• **Extract**:

3 Factors Affecting Preclinical Skills Acquisition
3.1 Level of Experience
Several studies evaluated the ability of simulators to differentiate between novice and expert arthroscopic surgeons (Andersen et al. 2011; Pedowitz et al. 2002; Tuijthof et al. 2010). All studies found good construct validity for virtual reality simulators, with experienced surgeons performing tasks faster and with more efficiency compared to residents and interns.
Interestingly, a 5-h training for inexperienced trainees on a virtual reality simulator was sufficient to perform better than the experienced surgeons in a second test (Andersen et al. 2011). So it is suggested that simulators provide the greatest performance gain for novice trainees (Madan and Pai 2014). The abovementioned results indicate that the simulator does show deviations from real arthroscopic surgery. However, the fact that experienced surgeons outperformed the inexperienced colleagues on a virtual reality simulator indicates that these skills are somewhat transferable. Furthermore, one RCT compared two groups of orthopedic trainees to investigate the transfer validity of arthroscopic skills from simulator to the operating theater. One group received a fixed protocol of simulator training before performance in the operating theater was assessed. The control group did not have simulator training before practice in the operating theater (such as in the traditional training schemes). The simulator-trained group significantly outscored the untrained group in terms of both the Orthopedic Competence Assessment Project and global rating scores (Appendix 13.A). Thus, arthroscopic simulator training by surgical trainees improves technical performance in the operating theater (Howells et al. 2008).

• **Records shown**:
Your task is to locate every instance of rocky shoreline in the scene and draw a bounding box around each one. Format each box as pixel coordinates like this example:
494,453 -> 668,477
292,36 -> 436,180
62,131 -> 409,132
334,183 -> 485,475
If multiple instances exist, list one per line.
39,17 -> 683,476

• **Task description**:
Copy the passage on arthroscopic simulator training above word for word, from "3 Factors Affecting" to "residents and interns.".

• **Solution to this exercise**:
3 Factors Affecting Preclinical Skills Acquisition
3.1 Level of Experience
Several studies evaluated the ability of simulators to differentiate between novice and expert arthroscopic surgeons (Andersen et al. 2011; Pedowitz et al. 2002; Tuijthof et al. 2010). All studies found good construct validity for virtual reality simulators, with experienced surgeons performing tasks faster and with more efficiency compared to residents and interns.